▶ Task:
Express the records below as a JSON list of strings, one string per line with blank lines omitted, covering everything from the line containing "the tree with" down to the line containing "guardrail with a single point, one per instance.", with both of those lines included.

Items listed in a dataset:
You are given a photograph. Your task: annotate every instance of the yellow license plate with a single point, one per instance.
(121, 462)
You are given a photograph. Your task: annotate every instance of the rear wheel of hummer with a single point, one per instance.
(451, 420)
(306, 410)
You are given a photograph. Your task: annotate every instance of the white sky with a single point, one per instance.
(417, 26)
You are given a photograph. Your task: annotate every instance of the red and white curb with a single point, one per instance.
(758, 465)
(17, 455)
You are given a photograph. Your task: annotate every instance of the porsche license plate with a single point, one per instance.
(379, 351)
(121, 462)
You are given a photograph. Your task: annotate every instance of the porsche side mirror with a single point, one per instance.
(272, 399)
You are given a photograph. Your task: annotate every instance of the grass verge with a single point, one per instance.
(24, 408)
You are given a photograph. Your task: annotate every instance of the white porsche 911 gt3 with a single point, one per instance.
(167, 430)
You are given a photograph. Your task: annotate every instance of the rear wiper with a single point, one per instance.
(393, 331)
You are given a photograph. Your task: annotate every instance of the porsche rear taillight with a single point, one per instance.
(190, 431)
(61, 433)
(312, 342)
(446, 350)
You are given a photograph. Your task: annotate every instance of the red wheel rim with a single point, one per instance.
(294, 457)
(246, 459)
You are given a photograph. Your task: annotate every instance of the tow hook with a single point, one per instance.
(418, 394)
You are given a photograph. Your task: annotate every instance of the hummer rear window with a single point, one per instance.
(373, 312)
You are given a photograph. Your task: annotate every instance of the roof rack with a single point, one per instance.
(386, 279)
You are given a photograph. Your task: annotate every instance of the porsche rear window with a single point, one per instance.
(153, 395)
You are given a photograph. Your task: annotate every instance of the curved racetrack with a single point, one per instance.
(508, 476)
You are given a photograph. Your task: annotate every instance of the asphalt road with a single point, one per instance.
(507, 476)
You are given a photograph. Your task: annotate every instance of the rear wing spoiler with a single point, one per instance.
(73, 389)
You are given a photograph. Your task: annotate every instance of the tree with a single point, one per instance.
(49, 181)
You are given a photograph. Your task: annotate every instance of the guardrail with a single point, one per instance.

...

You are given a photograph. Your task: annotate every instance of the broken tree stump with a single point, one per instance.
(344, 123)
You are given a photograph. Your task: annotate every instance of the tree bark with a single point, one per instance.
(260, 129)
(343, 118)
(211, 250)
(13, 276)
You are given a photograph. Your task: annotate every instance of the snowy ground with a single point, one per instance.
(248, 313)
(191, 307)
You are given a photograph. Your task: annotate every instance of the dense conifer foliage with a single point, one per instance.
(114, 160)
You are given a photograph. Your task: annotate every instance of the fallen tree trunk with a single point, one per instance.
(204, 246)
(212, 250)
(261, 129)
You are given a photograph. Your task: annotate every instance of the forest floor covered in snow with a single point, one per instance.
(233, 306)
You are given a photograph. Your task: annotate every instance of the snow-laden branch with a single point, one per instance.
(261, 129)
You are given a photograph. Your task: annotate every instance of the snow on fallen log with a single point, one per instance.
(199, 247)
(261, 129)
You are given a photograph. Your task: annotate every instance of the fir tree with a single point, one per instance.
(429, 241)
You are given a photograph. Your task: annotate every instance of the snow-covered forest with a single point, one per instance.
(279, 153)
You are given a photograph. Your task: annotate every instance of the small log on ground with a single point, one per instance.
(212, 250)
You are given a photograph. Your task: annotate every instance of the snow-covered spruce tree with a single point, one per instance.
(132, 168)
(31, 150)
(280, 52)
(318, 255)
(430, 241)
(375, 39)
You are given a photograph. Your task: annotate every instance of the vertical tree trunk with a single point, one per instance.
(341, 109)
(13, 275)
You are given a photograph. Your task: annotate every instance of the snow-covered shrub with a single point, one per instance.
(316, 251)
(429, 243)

▶ Output of the exercise:
[
  "You are given a photograph. Your task: annotate every instance of the tree with a single point, one per instance.",
  "(49, 181)",
  "You are given a photograph. Your task: annotate every instance of the guardrail with a single point, one per instance."
]